### STATED GOAL
Please reproduce all of the lines below word for word, leaving none out.

### Saved entries

* START *

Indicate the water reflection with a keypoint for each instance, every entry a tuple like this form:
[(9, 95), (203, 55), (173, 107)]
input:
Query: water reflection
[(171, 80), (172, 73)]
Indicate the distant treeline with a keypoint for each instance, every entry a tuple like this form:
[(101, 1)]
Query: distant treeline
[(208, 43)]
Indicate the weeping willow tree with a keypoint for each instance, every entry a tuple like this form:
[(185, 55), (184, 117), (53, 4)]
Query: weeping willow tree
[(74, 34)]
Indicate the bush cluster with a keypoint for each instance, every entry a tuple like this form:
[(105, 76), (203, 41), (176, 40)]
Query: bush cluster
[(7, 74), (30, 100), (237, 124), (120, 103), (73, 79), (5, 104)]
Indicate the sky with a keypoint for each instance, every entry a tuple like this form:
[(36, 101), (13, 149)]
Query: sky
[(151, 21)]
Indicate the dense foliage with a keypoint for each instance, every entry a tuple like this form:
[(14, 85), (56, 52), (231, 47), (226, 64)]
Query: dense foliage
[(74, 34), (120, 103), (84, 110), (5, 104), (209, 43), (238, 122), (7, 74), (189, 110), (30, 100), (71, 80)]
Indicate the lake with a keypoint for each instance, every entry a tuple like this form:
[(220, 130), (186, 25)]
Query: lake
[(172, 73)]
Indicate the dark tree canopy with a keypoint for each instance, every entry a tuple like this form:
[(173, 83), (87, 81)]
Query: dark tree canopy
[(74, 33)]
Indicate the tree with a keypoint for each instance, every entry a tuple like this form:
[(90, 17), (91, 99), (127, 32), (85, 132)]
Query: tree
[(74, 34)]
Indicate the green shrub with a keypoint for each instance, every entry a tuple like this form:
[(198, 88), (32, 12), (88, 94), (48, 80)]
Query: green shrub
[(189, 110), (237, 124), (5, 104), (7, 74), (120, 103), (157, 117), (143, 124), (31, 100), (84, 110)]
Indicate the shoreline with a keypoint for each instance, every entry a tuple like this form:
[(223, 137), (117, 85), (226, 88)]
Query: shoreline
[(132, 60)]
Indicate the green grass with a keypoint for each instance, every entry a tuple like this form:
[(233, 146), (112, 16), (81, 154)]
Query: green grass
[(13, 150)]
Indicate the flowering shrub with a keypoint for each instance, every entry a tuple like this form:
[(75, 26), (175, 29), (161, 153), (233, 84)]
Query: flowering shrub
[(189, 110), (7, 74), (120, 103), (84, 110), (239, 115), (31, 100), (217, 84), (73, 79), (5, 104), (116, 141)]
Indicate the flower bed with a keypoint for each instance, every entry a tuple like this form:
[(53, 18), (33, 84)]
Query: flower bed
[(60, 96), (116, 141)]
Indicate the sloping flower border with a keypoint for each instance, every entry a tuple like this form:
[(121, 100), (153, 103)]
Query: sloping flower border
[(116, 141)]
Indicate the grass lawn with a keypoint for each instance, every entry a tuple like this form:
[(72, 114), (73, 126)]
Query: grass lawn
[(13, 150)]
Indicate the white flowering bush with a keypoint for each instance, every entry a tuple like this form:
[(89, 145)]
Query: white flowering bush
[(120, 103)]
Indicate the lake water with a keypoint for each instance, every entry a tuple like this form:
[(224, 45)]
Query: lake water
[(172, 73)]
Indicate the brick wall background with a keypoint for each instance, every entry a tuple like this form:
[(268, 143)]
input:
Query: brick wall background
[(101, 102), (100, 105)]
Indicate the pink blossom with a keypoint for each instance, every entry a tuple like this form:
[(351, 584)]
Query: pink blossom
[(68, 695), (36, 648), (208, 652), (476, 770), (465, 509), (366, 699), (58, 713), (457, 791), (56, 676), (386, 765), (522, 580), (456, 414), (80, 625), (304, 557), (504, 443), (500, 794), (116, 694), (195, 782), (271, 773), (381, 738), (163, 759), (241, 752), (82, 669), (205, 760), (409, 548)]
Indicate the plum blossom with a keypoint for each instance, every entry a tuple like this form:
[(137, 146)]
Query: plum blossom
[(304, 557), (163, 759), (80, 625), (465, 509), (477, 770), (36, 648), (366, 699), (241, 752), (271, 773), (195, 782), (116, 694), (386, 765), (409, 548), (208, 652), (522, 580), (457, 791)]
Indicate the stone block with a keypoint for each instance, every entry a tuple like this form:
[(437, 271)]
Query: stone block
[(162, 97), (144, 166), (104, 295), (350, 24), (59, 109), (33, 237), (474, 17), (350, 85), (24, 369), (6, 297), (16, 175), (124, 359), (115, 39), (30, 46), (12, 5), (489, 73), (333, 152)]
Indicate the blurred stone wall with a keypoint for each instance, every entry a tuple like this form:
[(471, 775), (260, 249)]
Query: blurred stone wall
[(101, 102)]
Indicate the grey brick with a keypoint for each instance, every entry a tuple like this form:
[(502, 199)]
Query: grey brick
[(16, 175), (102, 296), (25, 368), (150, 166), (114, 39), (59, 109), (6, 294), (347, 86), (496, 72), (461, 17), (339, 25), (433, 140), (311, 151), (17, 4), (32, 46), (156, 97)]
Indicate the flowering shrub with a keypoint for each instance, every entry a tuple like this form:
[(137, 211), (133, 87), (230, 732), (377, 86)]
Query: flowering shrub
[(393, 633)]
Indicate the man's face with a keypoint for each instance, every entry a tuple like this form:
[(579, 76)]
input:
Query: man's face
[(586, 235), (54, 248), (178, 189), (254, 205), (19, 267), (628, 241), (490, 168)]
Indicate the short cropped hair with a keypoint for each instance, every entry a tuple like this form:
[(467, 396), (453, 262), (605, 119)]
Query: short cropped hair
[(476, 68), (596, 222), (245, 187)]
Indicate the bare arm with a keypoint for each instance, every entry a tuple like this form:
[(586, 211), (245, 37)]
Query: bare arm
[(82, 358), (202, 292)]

* END *

### FULL ANSWER
Indicate the water reflection with a keypoint for each instance, every entry a tuple like this form:
[(9, 95), (203, 55), (173, 107)]
input:
Query: water reflection
[(171, 80), (172, 73)]
Indicate the distant treeline with a keypoint for each instance, every entry a tuple like this form:
[(101, 1)]
Query: distant treeline
[(208, 43)]
Indicate the weeping willow tree with a keypoint for each instance, every entry a tuple like this form:
[(185, 55), (184, 117), (53, 4)]
Query: weeping willow tree
[(74, 34)]
Indicate the bush cluster with a keypoint for each instance, every entry a tuple like this form:
[(105, 76), (203, 41), (176, 40)]
Query: bush cluster
[(7, 74), (30, 100), (237, 124), (120, 103), (73, 79), (5, 104)]
Indicate the sky with a keypoint for each instance, every entry a tuple like this form:
[(36, 101), (13, 149)]
Query: sky
[(151, 21)]
Indicate the dense foliage with a keypoint for each instance, every entry a tuple like this form:
[(14, 85), (56, 52), (231, 47), (226, 64)]
Query: dense foliage
[(74, 34), (120, 103), (84, 110), (5, 104), (209, 43), (238, 122), (7, 74), (189, 110), (30, 100), (71, 80)]
Indicate the lake with a keypoint for each instance, every entry a tuple like this form:
[(220, 130), (186, 25)]
Query: lake
[(172, 73)]
Indicate the dark tree canopy with a keypoint for each instance, every entry a tuple like this form:
[(173, 83), (87, 81)]
Query: dark tree canopy
[(74, 33)]
Indicate the tree with a keypoint for each instance, every entry a tuple like this form:
[(90, 17), (91, 99), (127, 32), (85, 132)]
Query: tree
[(74, 34)]
Indicate the green shrub with a keypoint for each instance, every entry a tuple like this form:
[(198, 88), (32, 12), (88, 94), (48, 80)]
Query: green shrub
[(189, 110), (237, 124), (5, 104), (7, 74), (120, 103), (157, 117), (143, 124), (31, 100), (84, 110)]
Indicate the shoreline with a keypoint for each instance, every entry a tuple like this form:
[(223, 137), (117, 85), (226, 88)]
Query: shoreline
[(132, 60)]
Indicate the green grass with a keypoint for each instance, every entry a tuple like this form:
[(233, 146), (112, 16), (81, 154)]
Query: green grass
[(13, 150)]
Indicate the flowering shrub with a keypoint for each instance, every entry a tuple like this form:
[(75, 26), (175, 29), (161, 153), (233, 84)]
Query: flowering shrub
[(189, 110), (7, 74), (120, 103), (84, 110), (239, 115), (31, 100), (217, 84), (73, 79), (5, 104), (116, 141)]
Indicate the flower bed with a keypoint for each instance, every entry a tuple like this form:
[(53, 18), (33, 84)]
Query: flower bed
[(60, 96), (116, 141)]
Indicate the sloping flower border with a keypoint for each instance, every entry a tuple like this form:
[(121, 100), (153, 103)]
Query: sloping flower border
[(116, 141)]
Indicate the grass lawn with a keypoint for each instance, every entry a tuple like this form:
[(72, 114), (73, 126)]
Query: grass lawn
[(13, 150)]
Indicate the white flowering bush with a keypoint for each instance, every entry a tuple like this form:
[(89, 145)]
Query: white flowering bush
[(120, 103)]
Indicate the lake water with a keypoint for each instance, every entry a tuple like this form:
[(224, 45)]
Query: lake water
[(172, 73)]
Indicate the brick wall background with a keypoint for each instance, every entry a tuple like this form:
[(268, 143)]
input:
Query: brick wall background
[(101, 102), (100, 105)]
Indicate the pink blossom with a keypoint for each instance, every entry a tuple like this form:
[(351, 584)]
Query: pink blossom
[(68, 695), (36, 648), (208, 652), (476, 770), (465, 509), (366, 699), (58, 713), (457, 791), (56, 676), (386, 765), (522, 580), (456, 414), (80, 625), (304, 557), (504, 443), (500, 794), (116, 694), (195, 782), (271, 773), (381, 738), (163, 759), (241, 752), (82, 669), (205, 760), (409, 548)]
Indicate the plum blossom with a keypoint for each instance, every entry a tuple like this form:
[(137, 146)]
Query: plum blossom
[(304, 557), (163, 759), (80, 625), (465, 509), (477, 770), (36, 648), (366, 699), (241, 752), (271, 773), (195, 782), (116, 694), (386, 765), (409, 548), (208, 652), (522, 580), (457, 791)]
Indicate the stone block with a keypoint for each instance, every entry a tuple like this form:
[(437, 271)]
Query: stone block
[(162, 97), (144, 166), (104, 295), (350, 24), (59, 109), (33, 237), (474, 17), (350, 85), (24, 369), (6, 297), (16, 175), (124, 359), (115, 39), (30, 46), (12, 5), (489, 73), (333, 152)]
Indicate the blurred stone wall with a keypoint for each instance, every entry a tuple like this form:
[(471, 775), (260, 249)]
Query: blurred stone wall
[(101, 102)]
Indicate the grey brick with a keypoint for each instance, every entry a tuple like this form:
[(502, 199)]
Query: grey brick
[(16, 175), (102, 296), (25, 368), (150, 166), (114, 39), (59, 109), (6, 294), (347, 86), (496, 72), (461, 17), (339, 25), (433, 140), (311, 151), (17, 4), (32, 46), (156, 97)]
Indicate the flowering shrub with a keypoint for each instance, every entry a tuple like this form:
[(137, 211), (133, 87), (230, 732), (377, 86)]
Query: flowering shrub
[(393, 633)]
Indicate the man's face with a keypoint for each instance, every entry a tuple like this form:
[(579, 76)]
input:
Query: man's face
[(586, 235), (54, 248), (178, 189), (254, 205), (19, 267), (628, 241), (490, 168)]
Indicate the short cropped hair with a keypoint for each instance, every entry a tuple like this form:
[(467, 396), (453, 262), (605, 119)]
Query: short cropped hair
[(476, 68), (596, 222), (245, 187)]
Indicate the bare arm with a keypoint for each instance, every entry a tuple like this form:
[(586, 211), (245, 37)]
Query: bare arm
[(82, 358), (202, 292)]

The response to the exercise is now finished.